TASK GOAL: Include no pictures. Output exactly the lines from the one that contains "Would you mind pointing out the shipyard" through the final line of the entries.

··· RECORDS TO PROCESS

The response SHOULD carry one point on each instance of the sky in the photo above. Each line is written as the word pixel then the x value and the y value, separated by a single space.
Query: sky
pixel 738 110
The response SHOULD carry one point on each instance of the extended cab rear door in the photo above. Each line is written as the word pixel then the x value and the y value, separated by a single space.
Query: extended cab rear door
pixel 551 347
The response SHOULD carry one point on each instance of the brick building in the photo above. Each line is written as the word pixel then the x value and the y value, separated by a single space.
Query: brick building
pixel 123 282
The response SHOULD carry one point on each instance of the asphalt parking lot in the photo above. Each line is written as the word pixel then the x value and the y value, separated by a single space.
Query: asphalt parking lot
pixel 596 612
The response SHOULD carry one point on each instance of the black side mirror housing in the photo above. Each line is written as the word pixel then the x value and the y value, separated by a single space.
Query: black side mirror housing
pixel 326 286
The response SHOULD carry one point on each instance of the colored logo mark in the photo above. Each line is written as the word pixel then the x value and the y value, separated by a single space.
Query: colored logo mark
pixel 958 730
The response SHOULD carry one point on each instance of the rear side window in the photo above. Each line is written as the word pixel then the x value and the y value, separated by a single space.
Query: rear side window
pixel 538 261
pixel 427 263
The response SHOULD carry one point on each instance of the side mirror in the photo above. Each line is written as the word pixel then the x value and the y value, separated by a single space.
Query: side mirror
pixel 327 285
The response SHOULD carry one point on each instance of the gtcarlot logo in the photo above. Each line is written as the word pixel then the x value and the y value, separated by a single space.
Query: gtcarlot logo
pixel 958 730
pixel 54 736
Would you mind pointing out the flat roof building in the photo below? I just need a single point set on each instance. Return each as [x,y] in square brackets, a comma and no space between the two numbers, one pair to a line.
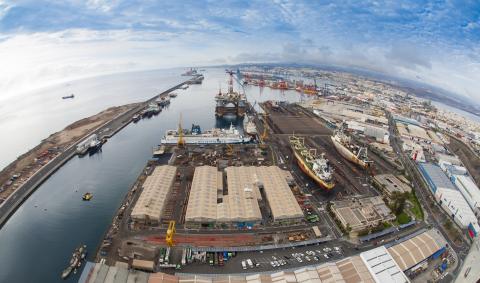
[361,213]
[149,206]
[390,184]
[469,190]
[209,204]
[382,266]
[414,251]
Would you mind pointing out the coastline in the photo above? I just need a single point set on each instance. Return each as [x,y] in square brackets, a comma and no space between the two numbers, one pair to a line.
[112,122]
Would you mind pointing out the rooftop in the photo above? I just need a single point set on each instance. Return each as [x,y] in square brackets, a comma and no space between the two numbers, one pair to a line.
[155,189]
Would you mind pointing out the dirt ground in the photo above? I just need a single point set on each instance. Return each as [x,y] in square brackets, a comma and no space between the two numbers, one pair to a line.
[30,162]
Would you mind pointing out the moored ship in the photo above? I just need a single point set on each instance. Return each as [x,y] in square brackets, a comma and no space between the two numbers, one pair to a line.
[249,127]
[350,151]
[196,136]
[232,102]
[315,166]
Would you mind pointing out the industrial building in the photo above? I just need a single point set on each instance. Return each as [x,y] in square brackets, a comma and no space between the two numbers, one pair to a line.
[449,197]
[390,184]
[415,251]
[382,266]
[246,188]
[469,190]
[358,214]
[149,206]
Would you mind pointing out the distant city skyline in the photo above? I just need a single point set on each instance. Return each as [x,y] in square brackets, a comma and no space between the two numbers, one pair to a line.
[44,42]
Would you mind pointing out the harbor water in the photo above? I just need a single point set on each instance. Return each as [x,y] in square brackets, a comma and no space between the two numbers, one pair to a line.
[37,241]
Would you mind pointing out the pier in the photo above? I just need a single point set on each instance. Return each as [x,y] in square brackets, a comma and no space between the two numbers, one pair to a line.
[107,130]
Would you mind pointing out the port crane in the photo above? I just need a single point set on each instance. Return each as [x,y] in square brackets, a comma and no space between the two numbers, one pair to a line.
[170,233]
[181,140]
[264,135]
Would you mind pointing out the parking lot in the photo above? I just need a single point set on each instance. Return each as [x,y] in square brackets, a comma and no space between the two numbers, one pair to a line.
[288,258]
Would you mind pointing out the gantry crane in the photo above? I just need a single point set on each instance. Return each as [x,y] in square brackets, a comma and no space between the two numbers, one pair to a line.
[181,140]
[170,233]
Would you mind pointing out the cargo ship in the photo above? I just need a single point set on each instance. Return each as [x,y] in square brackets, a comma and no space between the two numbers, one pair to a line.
[350,151]
[230,103]
[213,136]
[316,167]
[90,144]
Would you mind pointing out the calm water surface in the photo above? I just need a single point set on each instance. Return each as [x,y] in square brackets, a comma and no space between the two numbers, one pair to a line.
[37,241]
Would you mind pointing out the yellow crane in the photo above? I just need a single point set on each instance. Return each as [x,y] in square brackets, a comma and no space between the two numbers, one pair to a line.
[181,140]
[170,233]
[264,135]
[229,149]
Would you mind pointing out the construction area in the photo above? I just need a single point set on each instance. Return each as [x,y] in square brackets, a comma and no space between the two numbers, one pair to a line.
[198,207]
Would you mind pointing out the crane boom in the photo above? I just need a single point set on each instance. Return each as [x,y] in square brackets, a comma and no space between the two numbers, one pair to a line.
[170,233]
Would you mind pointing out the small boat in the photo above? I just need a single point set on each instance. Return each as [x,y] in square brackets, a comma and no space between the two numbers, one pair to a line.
[66,272]
[78,256]
[87,196]
[136,118]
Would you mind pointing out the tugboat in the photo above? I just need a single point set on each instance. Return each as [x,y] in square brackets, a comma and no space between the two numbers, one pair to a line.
[87,196]
[136,118]
[68,96]
[78,256]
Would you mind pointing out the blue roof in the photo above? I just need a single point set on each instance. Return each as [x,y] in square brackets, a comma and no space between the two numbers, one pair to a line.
[406,120]
[435,177]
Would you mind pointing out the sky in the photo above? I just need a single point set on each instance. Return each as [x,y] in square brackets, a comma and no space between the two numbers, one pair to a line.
[47,42]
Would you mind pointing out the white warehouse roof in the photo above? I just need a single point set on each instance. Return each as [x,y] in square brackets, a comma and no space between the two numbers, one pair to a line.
[469,190]
[455,204]
[382,266]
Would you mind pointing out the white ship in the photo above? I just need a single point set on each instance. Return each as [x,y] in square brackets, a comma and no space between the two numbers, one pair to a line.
[350,151]
[214,136]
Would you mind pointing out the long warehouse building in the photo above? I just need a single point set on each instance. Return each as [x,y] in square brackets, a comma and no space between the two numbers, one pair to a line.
[239,205]
[450,198]
[149,206]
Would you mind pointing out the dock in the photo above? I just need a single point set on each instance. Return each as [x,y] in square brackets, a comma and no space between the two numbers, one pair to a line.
[107,130]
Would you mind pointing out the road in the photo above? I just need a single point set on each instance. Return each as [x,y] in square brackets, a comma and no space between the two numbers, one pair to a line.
[425,197]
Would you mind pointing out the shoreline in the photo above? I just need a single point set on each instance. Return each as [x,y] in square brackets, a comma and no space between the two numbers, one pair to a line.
[54,158]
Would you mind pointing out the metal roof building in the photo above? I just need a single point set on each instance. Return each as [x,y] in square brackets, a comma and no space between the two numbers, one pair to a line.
[417,249]
[208,204]
[382,266]
[150,204]
[202,201]
[469,190]
[435,177]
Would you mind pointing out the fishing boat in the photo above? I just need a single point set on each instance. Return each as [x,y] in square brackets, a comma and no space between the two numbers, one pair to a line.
[78,256]
[87,196]
[315,166]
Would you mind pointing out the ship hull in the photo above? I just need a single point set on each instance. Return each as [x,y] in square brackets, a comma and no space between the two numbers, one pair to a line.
[206,140]
[347,154]
[301,163]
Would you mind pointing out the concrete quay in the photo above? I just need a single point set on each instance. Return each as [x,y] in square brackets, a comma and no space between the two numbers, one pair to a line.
[107,130]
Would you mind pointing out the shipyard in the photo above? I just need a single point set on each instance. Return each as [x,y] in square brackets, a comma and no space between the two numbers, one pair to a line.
[275,185]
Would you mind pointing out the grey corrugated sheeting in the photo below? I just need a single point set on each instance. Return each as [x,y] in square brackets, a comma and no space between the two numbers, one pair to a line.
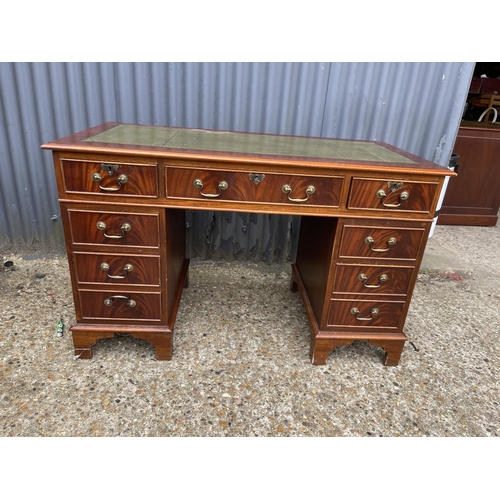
[414,106]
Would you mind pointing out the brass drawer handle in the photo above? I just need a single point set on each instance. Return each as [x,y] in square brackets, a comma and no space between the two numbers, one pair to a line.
[382,194]
[222,186]
[109,301]
[370,241]
[364,278]
[124,228]
[127,269]
[355,311]
[288,190]
[122,179]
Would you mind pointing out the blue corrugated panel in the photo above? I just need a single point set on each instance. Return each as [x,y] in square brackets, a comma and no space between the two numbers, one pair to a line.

······

SOLUTION FOR THIS TASK:
Would you mind pointing out the shipyard in the photo above? I just need a single point set on each instance. Return each as [x,y] in square brackets, a comma and no space between the two numbers, one pair to a line.
[275,185]
Would you mind pointing out the grey corrugated sheeting in the photo below? I just need a single point set on each instance. Return each as [x,y] in square brackets, a comma and no space between the two numbers, one pair to a line.
[414,106]
Would you mind pointing out the brass drawer handle in the photo above? I just need a single point set on each instance. Return each as [x,y] in square brackets, a comma and no space between the two numbers, one pair to a line.
[382,194]
[222,186]
[109,301]
[370,241]
[364,278]
[124,228]
[127,269]
[355,311]
[288,190]
[122,179]
Would you mind pointing out the blue corrugated panel in the photo above? I just need a single point set on each instance. Return each as [x,y] in square brackets, a comma and no space between the two numbers, one pair to a line.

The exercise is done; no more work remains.